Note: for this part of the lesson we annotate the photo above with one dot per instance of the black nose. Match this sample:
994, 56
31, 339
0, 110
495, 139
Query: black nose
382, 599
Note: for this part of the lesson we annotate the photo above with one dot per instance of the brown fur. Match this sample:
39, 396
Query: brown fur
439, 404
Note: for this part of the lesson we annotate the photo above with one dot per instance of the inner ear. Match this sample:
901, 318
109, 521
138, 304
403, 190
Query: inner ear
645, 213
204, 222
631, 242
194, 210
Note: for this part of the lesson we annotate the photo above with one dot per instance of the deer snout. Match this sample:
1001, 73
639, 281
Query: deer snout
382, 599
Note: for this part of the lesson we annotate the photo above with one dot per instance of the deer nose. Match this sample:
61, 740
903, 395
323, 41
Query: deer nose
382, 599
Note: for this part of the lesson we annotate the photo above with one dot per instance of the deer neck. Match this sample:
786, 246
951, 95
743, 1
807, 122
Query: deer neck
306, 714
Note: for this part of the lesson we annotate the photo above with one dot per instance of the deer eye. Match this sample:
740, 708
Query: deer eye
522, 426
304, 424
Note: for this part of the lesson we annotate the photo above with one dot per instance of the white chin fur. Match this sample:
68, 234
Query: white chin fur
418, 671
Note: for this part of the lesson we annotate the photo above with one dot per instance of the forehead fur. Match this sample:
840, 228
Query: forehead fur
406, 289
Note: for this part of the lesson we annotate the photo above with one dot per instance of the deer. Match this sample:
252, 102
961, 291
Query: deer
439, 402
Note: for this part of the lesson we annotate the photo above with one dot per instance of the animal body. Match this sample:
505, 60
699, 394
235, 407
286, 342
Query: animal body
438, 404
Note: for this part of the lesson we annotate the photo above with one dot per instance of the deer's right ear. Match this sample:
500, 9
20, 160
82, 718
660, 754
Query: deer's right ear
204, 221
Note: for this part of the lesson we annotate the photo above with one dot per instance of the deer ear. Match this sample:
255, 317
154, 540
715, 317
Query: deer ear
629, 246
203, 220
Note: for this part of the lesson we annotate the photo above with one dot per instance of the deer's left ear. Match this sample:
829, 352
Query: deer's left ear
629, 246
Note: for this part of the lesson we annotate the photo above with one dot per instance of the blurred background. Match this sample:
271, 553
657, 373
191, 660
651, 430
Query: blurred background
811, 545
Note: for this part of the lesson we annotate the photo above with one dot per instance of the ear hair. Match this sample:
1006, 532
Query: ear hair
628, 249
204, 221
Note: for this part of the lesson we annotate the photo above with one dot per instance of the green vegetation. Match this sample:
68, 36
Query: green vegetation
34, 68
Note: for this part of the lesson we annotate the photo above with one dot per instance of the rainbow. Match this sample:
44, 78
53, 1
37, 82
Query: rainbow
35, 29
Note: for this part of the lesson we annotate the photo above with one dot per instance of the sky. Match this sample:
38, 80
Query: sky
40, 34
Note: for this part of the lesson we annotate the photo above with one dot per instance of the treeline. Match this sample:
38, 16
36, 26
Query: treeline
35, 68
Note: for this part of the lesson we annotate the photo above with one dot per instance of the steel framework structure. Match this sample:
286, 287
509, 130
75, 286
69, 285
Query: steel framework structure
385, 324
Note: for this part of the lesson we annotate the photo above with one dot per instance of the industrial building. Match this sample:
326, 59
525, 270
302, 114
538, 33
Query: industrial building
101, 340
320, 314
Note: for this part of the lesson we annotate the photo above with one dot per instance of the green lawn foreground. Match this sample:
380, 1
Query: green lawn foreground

──────

* WHAT IS ASKED
Copy the entries above exactly, leaving none out.

* SOLUTION FOR THIS TASK
Note: for this part of the lesson we annotate the photo above with one dot per instance of the black nose. Match this sample:
994, 56
31, 339
0, 110
495, 139
Query: black nose
382, 599
Note: for this part of the lesson we annotate the photo above with one dot per instance of the brown fur. Match this sample:
39, 396
Query: brown fur
439, 404
Note: for this part of the lesson we annotate the photo above with one dot per instance of the inner ear. Match this sample:
901, 318
109, 521
138, 304
403, 190
Query: inner ear
645, 213
204, 222
631, 242
194, 210
Note: for this part of the lesson we annotate the photo above with one dot per instance of the deer snout. Match this sample:
1001, 73
639, 281
Query: deer snout
382, 599
Note: for this part of the lesson we annotate the photo above with one dot per instance of the deer nose. Match this sample:
61, 740
903, 395
323, 41
Query: deer nose
382, 599
Note: for this part of the lesson we annotate the photo above with one dot per instance of the deer neck. Match this sample:
786, 246
951, 95
743, 1
807, 122
Query: deer neck
306, 714
Note: for this part of the lesson we annotate the photo above with one dot per instance of the deer eye. Match this sample:
740, 708
Query: deer eye
522, 426
304, 424
Note: for this part of the lesson we annotate the photo above with one dot per instance of the white chin fur. Match this sample:
68, 234
Query: white chin fur
418, 671
Note: for this part of the lesson we annotate the photo above with one dot per instance of the forehead fur. Match this sample:
840, 228
Query: forehead fur
406, 289
Note: for this part of the lesson we annotate the photo above with one dot per instance of the deer. Match this sample:
252, 102
961, 291
Query: deer
439, 402
Note: for this part of the lesson we annotate the photo above with one dot per instance of the animal body. Match this sample:
505, 60
699, 394
235, 407
286, 342
Query: animal body
438, 404
Note: for this part of the lesson we annotate the photo above with one dot per instance of the deer's right ear. Match this sample:
500, 9
20, 160
82, 718
660, 754
Query: deer's right ear
204, 221
Note: for this part of the lesson we annotate the photo above with one dot per instance of the deer ear. Match this sample:
255, 317
154, 540
715, 317
Query: deer ear
629, 246
203, 220
Note: for this part of the lesson we annotate the photo above with one dot per instance of the deer's left ear. Match this sample:
829, 352
Query: deer's left ear
629, 246
Note: for this part of the lesson we annotate the photo above with one dot per instance of the blurred background. Match this sample:
271, 553
657, 373
191, 660
651, 430
Query: blurred background
811, 545
Note: for this part of the lesson we annotate the photo above with one dot per instance of the ear hair. Match this sample:
1006, 532
Query: ear hair
628, 249
204, 221
Note: for this part of the lesson we annotate the photo above with one dot per instance of the green vegetation. Match this sample:
68, 36
Query: green vegetation
34, 68
Note: for this part of the lesson we annotate the photo above with one dot per instance of the rainbow. Match this sample:
44, 78
53, 1
37, 82
Query: rainbow
35, 29
Note: for this part of the lesson we annotate the photo above with one dot per instance of the sky. Match this sample:
38, 80
Query: sky
40, 34
Note: for this part of the lesson we annotate the photo above with one dot per instance of the treeline. Match this sample:
38, 16
36, 26
Query: treeline
35, 68
Note: for this part of the lesson we annotate the photo above with one dot per instance of the steel framework structure. Match this sample:
286, 287
509, 130
75, 286
69, 285
Query: steel framework structure
385, 324
Note: for this part of the lesson we annotate the photo above with one dot per instance of the industrial building. Match this sample:
326, 59
525, 270
302, 114
538, 33
Query: industrial building
101, 340
320, 314
Note: for this part of the lesson we annotate the photo above with one dot per instance of the green lawn foreground. Match this sample:
380, 1
Query: green lawn foreground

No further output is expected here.